# USING THE INFORMATION
**a.** Set down the passage from the essay on the US travel ban word for word, starting at "He also imposed" and ending at "down on immigration.".
**b.** In the essay on the US travel ban, which university did the writer graduate from, and in what year?

━━━ QUOTED PASSAGE

On June 16, The New York Times disclosed that United States President Donald Trump is considering broadening his travel ban list to include as many as 36 additional countries, most of them African – including my country, Zimbabwe.
Twelve days earlier, Trump had enacted a proclamation barring citizens from 12 nations from entering the US. Seven of them – Chad, Congo Republic, Equatorial Guinea, Eritrea, Libya, Somalia, and Sudan – are African.
He also imposed partial travel restrictions, rather than a complete ban, on individuals from Burundi, Cuba, Laos, Sierra Leone, Togo, Turkmenistan, and Venezuela. Citizens from these nations are barred from permanently relocating to the US or obtaining tourist or student visas.
As promised on the campaign trail, Trump is cracking down on immigration.
For the first time in my life, I now face the extraordinary prospect of being barred from travelling to the US – a nation that several of my family members and friends call home.
My cousin, Dr Anna Mhaka, for example, completed her medical studies and practised exclusively in the US. Spencer Matare, a former classmate, has lived in Indianapolis for more than two decades and is a US citizen.
Despite the Trump administration’s political grandstanding and vilification of migrants – both legal and undocumented – Anna and Spencer, like millions of others, are industrious, law-abiding members of US society.
I know many in Africa hope to follow in their footsteps, and are deeply alarmed by the growing barriers to migration that Trump has erected.
Yet, I am not one of them.
Since graduating from the University of Cape Town in 1997, I have never felt inclined to travel to America – let alone live there.
I recognise that this makes me something of an anomaly.

━━━━━━
━━━ DATA FOR REVIEW

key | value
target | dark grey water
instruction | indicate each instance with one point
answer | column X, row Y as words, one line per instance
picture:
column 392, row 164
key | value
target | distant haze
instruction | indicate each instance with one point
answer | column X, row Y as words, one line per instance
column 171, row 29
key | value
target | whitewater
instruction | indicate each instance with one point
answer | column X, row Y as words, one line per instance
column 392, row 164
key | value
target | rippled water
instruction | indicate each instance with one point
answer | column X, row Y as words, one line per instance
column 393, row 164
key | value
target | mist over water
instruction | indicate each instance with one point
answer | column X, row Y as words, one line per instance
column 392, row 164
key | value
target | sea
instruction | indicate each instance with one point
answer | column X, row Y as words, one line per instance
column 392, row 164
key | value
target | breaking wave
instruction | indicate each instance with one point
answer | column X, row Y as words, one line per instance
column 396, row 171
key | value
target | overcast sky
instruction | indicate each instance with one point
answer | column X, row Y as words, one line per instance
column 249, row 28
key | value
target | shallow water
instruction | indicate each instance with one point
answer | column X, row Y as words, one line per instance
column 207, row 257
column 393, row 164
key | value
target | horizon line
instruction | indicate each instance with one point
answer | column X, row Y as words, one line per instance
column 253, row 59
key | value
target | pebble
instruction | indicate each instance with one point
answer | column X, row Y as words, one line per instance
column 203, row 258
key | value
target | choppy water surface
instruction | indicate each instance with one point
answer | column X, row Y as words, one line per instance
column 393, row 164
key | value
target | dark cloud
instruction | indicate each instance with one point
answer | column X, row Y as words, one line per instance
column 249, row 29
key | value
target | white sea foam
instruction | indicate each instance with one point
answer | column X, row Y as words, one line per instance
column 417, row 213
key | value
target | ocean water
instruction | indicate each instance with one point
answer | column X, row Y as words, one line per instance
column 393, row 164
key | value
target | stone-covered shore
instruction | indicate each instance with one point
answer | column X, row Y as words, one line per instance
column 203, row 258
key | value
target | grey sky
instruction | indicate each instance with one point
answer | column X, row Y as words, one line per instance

━━━━━━

# ANSWERS TO THE EXERCISE
**a.**
He also imposed partial travel restrictions, rather than a complete ban, on individuals from Burundi, Cuba, Laos, Sierra Leone, Togo, Turkmenistan, and Venezuela. Citizens from these nations are barred from permanently relocating to the US or obtaining tourist or student visas.
As promised on the campaign trail, Trump is cracking down on immigration.

**b.** The University of Cape Town, in 1997.